Фрагмент страницы:
* * * * * * * * *

В начале 1859 года в Пасси появился солидный пожилой господин в длинном пальто и широкополой шляпе, с тростью в руке. Его сопровождала пожилая дама и несколько друзей. Они направились к участку, на котором были вырублены деревья. Тут их ждали ещё один господин и несколько каменщиков. Солидный пожилой господин положил первую лопату извести на камень, и рабочие опустили его в котлован, вырытый для фундамента, а синьора посадила куст роз. Это были Джоаккино Россини и его жена Олимпия, которые заложили основание своей виллы и парка. Потом каждое утро Россини, всегда относившийся ко всему новому с детской живостью и увлечённостью и вообще был бы счастлив воспринимать жизнь словно игру, ездил и смотрел, как возводится вилла. Из Болоньи и Равенны были приглашены итальянские художники, чтобы украсить комнаты. На плафоне в гостиной маэстро велел поместить медальоны с портретами Палестрины, Моцарта, Чимарозы и Гайдна, а в соседнем зале портреты Бетховена, Гретри, Буальдье. Это было исповедание веры. Среди кумиров он поместил и портрет падре Маттеи, своего учителя.

Вилла получилась красивая, просторная и удобная. И каждый год в начале весны на главных воротах вывешивалась лира. Это означало, что Россини с женой открыли летний сезон в Пасси. Сюда на лето переносились и знаменитые музыкальные субботы, проходившие на Шоссе д’Антиен. Тут появились и новички — Гуно, Рубинштейн, Иоахим, баритон Фор, который был великолепным Вильгельмом Теллем, Кристин Нильссон — белокурый соловей, знаменитые сёстры Маркизио — Барбара (контральто) и Карлотта (сопрано), великолепные артистки, приехавшие из Италии и завоевавшие славу необыкновенных певиц.

Появление в Париже этих сестёр вызвало необычайный интерес, и дирекция Оперы решила представить их публике в опере Россини, в какой в Италии сёстры вызывали фурор, — в «Семирамиде». Стихи перевёл поэт Мэри, музыку приспособил к ним друг Россини маэстро Карафа. Он разделил оперу на четыре акта и добавил танцы, обязательные для больших оперных спектаклей в Париже. Россини поручил эту работу именно ему, потому что целиком полагался на него. Карафа был автором многих пользовавшихся большим успехом опер, и ему явно не повезло, что он жил в одно время с Россини, который отвлекал на себя всё внимание публики. К тому же композитор находился в стеснённых денежных обстоятельствах. Россини целиком уступил ему авторское право на все спектакли, и это принесло славному Карафо солидную сумму в сто пятьдесят тысяч франков — целое состояние по тем временам. Какой широкий жест для человека, которого называли скупым!

«Семирамида» имела огромный успех, как и обе прекрасные певицы, причём успех этот повторялся на каждом из тридцати спектаклей. Это была большая радость для Россини — видеть триумф оперы, написанной в молодости!

   — А знаешь, — с волнением признался ему счастливый Карафа, — опера ведь нисколько не постарела!

   — Зато её автор, увы, весьма!

Незадолго до этого с маэстро сыграли плохую шутку. Приходит к нему как-то Гюстав Доре и спрашивает:

   — Маэстро, почему вы так скрытны со мной?

* * * * * * * * *

Исходные данные:
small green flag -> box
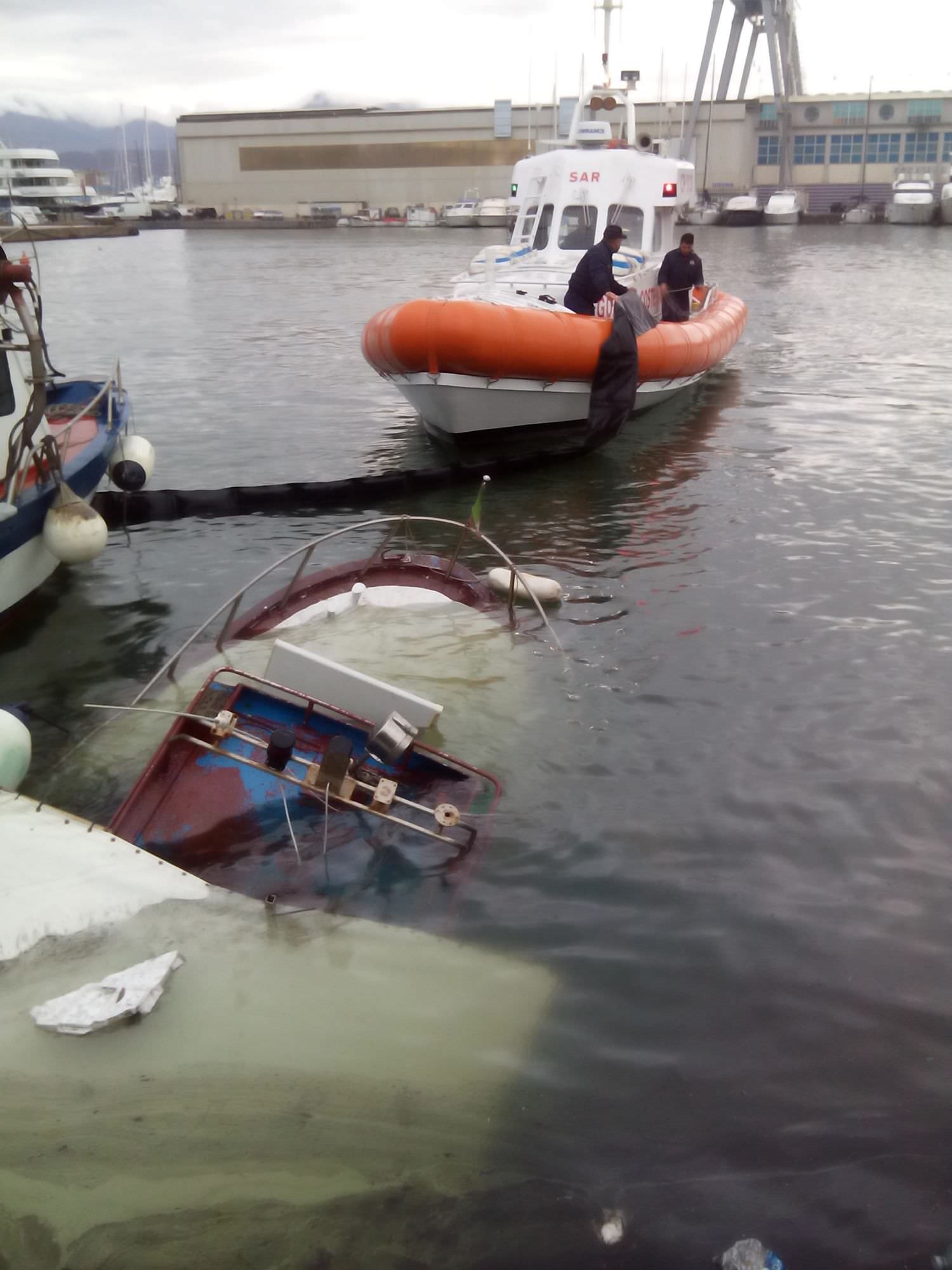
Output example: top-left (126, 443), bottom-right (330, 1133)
top-left (466, 476), bottom-right (489, 533)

* * * * * * * * *

Что требуется: Переведите на английский язык предложение из фрагмента о вилле Россини в Пасси: «И каждый год в начале весны на главных воротах вывешивалась лира».

Разбор решения: And every year at the beginning of spring, a lyre was hung on the main gates.